**Dataset excerpts**
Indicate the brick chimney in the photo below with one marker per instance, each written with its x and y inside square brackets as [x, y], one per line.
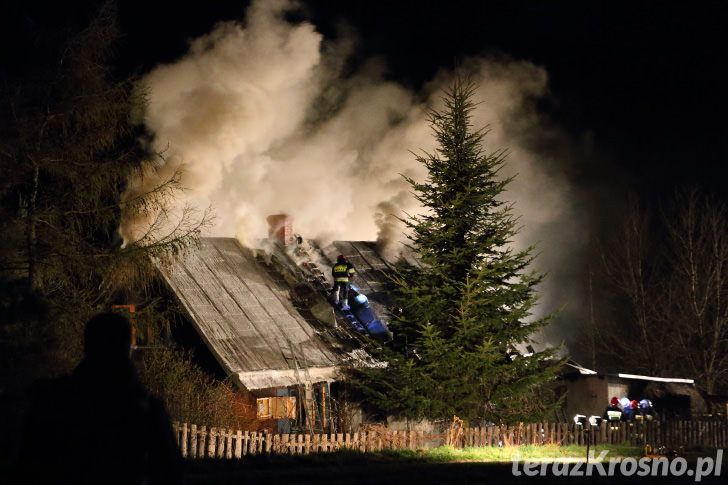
[280, 226]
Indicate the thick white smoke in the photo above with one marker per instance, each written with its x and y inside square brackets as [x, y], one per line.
[263, 123]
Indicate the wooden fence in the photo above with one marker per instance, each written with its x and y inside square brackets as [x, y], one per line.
[201, 442]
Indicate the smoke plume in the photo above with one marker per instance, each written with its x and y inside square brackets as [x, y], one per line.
[262, 121]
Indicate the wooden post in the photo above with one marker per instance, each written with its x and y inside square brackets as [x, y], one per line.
[193, 441]
[201, 442]
[211, 443]
[183, 441]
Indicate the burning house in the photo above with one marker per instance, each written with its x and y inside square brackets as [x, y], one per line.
[266, 316]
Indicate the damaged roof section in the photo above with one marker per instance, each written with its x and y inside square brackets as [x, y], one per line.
[246, 318]
[371, 272]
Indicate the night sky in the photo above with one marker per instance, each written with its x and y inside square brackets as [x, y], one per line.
[645, 82]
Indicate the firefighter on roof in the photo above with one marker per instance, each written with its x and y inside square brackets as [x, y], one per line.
[342, 271]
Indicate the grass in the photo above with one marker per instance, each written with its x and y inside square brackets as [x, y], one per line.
[444, 454]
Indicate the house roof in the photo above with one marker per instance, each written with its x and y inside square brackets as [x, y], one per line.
[245, 316]
[370, 268]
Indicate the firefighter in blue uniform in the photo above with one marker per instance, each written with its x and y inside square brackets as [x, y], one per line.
[342, 271]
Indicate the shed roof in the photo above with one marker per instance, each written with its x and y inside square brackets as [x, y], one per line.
[246, 318]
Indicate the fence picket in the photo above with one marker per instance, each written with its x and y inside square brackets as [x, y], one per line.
[200, 442]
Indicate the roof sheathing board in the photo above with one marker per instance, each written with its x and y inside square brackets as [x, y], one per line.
[243, 315]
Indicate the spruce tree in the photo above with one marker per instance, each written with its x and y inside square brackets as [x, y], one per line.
[467, 307]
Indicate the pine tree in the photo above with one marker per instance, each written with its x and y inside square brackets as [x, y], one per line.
[70, 131]
[467, 307]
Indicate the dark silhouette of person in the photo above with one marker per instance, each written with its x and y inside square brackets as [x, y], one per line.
[99, 425]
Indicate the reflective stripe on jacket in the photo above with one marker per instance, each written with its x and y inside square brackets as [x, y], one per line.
[342, 271]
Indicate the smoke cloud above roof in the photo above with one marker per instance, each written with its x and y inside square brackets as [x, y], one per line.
[262, 118]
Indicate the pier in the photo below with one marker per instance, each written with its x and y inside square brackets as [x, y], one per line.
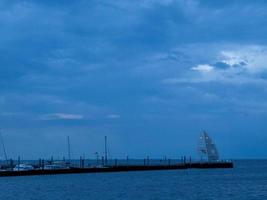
[118, 168]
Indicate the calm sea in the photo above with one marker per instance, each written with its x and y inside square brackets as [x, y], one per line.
[248, 180]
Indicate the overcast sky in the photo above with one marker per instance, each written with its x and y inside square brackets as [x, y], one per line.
[149, 74]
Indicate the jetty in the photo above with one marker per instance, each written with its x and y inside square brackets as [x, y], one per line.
[209, 159]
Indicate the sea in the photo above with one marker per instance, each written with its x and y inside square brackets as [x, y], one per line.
[247, 181]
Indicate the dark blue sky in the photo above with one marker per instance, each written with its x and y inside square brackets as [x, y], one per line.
[149, 74]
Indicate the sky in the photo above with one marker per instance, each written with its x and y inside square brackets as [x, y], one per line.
[148, 74]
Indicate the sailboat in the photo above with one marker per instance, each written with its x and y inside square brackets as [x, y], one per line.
[207, 149]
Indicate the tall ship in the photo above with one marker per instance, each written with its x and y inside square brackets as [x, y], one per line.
[207, 149]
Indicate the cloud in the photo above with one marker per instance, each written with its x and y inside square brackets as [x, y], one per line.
[203, 68]
[234, 64]
[113, 116]
[62, 116]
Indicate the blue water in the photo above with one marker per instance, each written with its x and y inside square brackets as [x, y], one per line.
[248, 180]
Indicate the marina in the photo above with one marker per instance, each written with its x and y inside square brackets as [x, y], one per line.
[208, 154]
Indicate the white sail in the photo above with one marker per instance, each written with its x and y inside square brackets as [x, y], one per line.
[207, 149]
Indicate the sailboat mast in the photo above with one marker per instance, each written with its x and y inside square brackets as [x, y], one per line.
[3, 145]
[68, 140]
[106, 153]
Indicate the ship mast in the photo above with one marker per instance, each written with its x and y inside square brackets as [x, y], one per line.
[106, 152]
[3, 145]
[68, 141]
[207, 148]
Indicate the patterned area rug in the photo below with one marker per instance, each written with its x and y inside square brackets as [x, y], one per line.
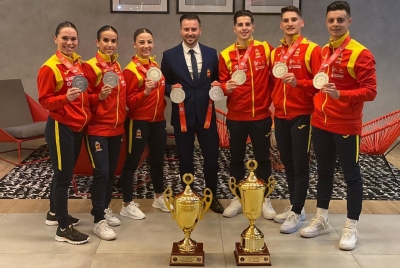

**Your task**
List every line of the entries above that contains the word "fence", copying each such line in full. Case counts, so only matches with identical capitalization qualify.

**Exercise answer**
Indicate the wooden fence in the photo above with one marker per instance, each written with its x and y inside square brackets as [x, y], one per line.
Indicate the fence picket in the photo above with one marker per instance, each written with its x and y inside square brackets as [x, y], one per line.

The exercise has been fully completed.